▸ **Task goal**: Convert the stretch of the records from the start through the line that contains "[(59, 363), (362, 391)]" into a JSON list of strings, one string per line, leaving out blank lines.

▸ **Information shown**:
__________________________________________________

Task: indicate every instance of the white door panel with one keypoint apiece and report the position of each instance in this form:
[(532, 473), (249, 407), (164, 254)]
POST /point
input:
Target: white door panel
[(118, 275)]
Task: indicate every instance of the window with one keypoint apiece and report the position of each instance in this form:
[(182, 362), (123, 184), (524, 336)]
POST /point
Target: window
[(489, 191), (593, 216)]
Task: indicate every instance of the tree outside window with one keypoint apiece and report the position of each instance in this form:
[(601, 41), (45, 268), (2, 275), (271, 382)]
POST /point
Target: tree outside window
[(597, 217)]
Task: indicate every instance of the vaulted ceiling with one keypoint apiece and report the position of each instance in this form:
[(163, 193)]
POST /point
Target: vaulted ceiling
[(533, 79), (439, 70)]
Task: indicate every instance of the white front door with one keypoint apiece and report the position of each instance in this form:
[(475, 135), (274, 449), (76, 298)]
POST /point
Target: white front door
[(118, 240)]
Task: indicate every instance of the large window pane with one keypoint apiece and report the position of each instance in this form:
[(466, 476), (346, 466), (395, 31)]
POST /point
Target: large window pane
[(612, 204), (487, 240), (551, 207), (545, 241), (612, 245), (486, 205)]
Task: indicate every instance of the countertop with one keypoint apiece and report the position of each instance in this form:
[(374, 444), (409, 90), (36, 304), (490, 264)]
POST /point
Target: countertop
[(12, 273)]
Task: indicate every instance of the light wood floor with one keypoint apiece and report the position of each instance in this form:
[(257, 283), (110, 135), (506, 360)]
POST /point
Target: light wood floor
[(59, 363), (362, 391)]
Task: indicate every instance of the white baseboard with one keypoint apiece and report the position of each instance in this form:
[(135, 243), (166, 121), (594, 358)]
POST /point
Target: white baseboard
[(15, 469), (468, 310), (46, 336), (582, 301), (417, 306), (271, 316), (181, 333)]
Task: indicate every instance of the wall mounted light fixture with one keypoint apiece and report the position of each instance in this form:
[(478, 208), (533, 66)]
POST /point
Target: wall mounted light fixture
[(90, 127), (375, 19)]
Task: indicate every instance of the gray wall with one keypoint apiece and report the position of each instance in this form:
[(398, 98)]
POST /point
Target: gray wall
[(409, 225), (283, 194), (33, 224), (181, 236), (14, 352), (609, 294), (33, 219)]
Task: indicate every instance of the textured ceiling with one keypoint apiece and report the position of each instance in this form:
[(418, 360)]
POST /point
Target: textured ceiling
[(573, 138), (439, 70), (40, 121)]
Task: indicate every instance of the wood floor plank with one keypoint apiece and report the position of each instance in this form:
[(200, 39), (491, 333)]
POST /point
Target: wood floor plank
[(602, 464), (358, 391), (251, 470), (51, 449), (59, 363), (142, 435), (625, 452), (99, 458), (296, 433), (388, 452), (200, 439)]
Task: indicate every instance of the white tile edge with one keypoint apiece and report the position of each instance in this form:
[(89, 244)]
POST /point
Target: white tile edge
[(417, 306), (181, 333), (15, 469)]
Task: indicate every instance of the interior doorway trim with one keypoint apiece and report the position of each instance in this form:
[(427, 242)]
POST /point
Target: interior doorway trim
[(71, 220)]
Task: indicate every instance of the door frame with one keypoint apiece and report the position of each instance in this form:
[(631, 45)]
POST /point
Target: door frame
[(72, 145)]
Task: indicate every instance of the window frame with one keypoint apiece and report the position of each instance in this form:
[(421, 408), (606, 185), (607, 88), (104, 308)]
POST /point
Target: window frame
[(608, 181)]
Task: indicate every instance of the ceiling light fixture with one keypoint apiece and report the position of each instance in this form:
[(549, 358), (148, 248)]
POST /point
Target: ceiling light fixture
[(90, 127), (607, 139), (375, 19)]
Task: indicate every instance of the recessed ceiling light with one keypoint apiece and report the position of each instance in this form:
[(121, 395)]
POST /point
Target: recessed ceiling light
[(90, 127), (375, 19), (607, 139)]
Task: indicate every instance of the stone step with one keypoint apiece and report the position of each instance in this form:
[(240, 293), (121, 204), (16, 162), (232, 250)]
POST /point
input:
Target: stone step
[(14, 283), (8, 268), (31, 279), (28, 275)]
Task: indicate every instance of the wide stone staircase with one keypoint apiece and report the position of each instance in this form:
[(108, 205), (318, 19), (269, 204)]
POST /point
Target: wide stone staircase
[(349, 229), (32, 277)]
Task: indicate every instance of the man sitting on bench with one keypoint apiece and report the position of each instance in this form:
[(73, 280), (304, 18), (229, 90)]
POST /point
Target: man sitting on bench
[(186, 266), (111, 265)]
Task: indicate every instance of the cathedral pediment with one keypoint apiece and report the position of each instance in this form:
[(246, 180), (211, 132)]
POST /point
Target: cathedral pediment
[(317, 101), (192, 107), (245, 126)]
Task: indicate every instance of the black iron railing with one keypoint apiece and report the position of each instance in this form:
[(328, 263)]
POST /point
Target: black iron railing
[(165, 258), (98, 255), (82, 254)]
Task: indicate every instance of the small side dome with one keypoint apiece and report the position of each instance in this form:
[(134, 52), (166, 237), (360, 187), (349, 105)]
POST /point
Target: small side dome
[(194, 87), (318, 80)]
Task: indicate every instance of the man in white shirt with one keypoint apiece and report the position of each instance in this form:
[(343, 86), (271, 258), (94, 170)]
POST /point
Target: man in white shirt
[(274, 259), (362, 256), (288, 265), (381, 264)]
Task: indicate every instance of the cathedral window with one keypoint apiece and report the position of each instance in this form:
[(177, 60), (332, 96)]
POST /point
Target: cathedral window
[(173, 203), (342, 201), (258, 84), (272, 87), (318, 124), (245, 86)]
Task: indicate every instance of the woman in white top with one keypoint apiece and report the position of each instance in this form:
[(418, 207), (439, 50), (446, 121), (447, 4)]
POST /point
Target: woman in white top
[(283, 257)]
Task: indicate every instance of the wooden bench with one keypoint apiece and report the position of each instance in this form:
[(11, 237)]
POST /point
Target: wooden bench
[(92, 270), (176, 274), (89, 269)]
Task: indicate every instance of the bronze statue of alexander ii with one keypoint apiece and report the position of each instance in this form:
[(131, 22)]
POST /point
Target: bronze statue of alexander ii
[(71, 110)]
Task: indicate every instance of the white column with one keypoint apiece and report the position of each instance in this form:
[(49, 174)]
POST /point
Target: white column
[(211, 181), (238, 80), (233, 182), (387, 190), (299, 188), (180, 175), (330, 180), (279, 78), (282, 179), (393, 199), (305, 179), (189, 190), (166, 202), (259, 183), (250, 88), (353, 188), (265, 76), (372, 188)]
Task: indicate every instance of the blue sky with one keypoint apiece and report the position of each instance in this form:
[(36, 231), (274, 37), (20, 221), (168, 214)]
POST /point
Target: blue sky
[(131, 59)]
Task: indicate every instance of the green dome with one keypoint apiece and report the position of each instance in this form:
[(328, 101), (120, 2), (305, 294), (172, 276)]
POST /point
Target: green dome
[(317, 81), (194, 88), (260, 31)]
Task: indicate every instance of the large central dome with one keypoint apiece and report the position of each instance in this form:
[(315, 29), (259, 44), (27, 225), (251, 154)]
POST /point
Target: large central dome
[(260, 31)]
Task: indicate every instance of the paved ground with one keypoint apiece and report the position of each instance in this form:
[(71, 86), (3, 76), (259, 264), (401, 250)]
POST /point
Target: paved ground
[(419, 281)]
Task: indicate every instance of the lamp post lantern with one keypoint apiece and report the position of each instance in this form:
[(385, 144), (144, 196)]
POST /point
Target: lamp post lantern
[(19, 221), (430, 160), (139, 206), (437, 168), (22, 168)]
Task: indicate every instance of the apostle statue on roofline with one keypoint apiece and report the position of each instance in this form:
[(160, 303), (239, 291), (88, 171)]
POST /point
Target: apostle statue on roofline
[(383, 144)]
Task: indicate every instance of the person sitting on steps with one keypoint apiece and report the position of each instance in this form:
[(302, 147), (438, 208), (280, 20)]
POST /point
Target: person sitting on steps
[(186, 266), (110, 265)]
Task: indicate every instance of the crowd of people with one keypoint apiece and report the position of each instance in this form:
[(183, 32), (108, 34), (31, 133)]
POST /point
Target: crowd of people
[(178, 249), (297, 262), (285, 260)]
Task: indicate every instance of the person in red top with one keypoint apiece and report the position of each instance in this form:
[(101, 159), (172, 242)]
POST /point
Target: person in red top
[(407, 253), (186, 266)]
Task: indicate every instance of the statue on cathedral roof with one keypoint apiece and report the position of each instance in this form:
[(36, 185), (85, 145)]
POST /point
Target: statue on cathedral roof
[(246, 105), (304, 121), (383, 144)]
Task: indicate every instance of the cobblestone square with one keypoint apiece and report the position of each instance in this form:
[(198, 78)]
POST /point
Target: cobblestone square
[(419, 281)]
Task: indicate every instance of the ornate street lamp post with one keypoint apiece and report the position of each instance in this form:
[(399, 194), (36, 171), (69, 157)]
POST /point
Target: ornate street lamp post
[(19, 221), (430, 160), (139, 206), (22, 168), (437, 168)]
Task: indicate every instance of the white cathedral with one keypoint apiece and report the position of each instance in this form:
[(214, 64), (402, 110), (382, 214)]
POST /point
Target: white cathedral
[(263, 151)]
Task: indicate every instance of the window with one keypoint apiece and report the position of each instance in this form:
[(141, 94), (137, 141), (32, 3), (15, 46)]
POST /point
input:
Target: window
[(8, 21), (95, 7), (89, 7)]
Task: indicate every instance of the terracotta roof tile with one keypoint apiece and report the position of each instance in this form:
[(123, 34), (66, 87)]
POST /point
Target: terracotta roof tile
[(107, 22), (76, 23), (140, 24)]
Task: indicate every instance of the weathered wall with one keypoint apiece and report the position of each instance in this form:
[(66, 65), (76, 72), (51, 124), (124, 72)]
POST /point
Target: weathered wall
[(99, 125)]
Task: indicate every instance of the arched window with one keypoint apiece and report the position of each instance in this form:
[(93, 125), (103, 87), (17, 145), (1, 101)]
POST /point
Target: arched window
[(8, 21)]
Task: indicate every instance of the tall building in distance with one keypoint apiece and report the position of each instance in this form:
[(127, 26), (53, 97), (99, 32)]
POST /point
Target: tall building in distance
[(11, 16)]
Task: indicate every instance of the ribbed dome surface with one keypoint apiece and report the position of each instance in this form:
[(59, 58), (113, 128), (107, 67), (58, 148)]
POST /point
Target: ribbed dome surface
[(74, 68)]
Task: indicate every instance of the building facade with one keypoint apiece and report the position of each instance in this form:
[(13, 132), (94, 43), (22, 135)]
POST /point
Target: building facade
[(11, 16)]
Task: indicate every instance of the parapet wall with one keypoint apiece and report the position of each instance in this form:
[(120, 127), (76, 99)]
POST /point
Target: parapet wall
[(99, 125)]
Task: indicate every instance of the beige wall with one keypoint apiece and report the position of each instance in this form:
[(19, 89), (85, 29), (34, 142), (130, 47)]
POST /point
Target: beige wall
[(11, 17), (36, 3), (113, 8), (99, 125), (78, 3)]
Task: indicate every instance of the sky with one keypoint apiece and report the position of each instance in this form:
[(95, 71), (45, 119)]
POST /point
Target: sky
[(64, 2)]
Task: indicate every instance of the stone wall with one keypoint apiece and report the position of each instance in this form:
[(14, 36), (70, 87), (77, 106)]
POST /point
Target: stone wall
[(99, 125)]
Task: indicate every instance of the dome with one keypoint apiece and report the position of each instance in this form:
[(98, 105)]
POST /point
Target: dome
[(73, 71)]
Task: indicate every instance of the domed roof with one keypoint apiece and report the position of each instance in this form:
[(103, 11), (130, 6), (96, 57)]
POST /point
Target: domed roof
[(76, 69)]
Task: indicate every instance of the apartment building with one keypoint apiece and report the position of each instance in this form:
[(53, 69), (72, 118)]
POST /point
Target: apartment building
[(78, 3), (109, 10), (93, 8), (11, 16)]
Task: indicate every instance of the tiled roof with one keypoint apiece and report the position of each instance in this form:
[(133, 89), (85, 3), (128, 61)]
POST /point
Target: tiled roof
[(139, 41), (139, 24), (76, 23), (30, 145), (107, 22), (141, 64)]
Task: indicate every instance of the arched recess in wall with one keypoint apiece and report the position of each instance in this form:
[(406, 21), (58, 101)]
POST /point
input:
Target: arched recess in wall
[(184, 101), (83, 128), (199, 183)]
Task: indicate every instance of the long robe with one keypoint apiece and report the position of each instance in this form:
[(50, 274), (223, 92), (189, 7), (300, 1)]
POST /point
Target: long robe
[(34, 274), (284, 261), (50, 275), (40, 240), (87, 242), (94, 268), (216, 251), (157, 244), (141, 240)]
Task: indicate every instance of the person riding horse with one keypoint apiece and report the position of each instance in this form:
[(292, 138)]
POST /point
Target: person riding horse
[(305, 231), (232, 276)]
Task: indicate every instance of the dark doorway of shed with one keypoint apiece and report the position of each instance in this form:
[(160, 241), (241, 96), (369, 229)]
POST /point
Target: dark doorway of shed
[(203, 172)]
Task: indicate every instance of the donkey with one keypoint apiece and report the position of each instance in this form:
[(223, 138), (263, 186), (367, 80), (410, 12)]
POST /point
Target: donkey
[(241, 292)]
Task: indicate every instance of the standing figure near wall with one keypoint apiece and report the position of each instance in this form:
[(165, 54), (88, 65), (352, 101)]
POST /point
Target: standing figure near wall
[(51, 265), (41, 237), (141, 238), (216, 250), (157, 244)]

__________________________________________________

▸ **Final result**:
[
  "Task: indicate every instance of the white door panel with one keypoint apiece and report the position of each instance in this form:",
  "[(532, 473), (249, 407), (164, 254)]",
  "POST /point",
  "input:",
  "Target: white door panel",
  "[(118, 275)]",
  "Task: indicate every instance of the window with one keypoint apiece and report the position of each instance in this form:",
  "[(182, 362), (123, 184), (524, 336)]",
  "POST /point",
  "Target: window",
  "[(489, 191), (593, 216)]",
  "Task: indicate every instance of the tree outside window with one keypoint apiece and report the position of each instance in this form:",
  "[(601, 41), (45, 268), (2, 275), (271, 382)]",
  "POST /point",
  "Target: tree outside window",
  "[(597, 217)]",
  "Task: indicate every instance of the vaulted ceiling with one keypoint apiece and report the position of each instance in this form:",
  "[(163, 193)]",
  "POST /point",
  "Target: vaulted ceiling",
  "[(533, 79), (439, 70)]",
  "Task: indicate every instance of the white front door with one keypoint apiece and report the position of each instance in this form:",
  "[(475, 135), (274, 449), (76, 298)]",
  "POST /point",
  "Target: white front door",
  "[(118, 240)]",
  "Task: indicate every instance of the large window pane with one keypoint apiece and report the position of each instance in this form:",
  "[(466, 476), (346, 466), (395, 31)]",
  "POST /point",
  "Target: large window pane",
  "[(612, 204), (487, 240), (551, 207), (545, 241), (612, 245), (486, 205)]",
  "Task: indicate every instance of the countertop with one keypoint apiece and report the position of each instance in this form:",
  "[(374, 444), (409, 90), (36, 304), (490, 264)]",
  "POST /point",
  "Target: countertop",
  "[(12, 273)]",
  "Task: indicate every instance of the light wood floor with one keypoint apiece and report the position of each instance in this form:",
  "[(257, 283), (110, 135), (506, 360)]",
  "POST /point",
  "Target: light wood floor",
  "[(59, 363), (362, 391)]"
]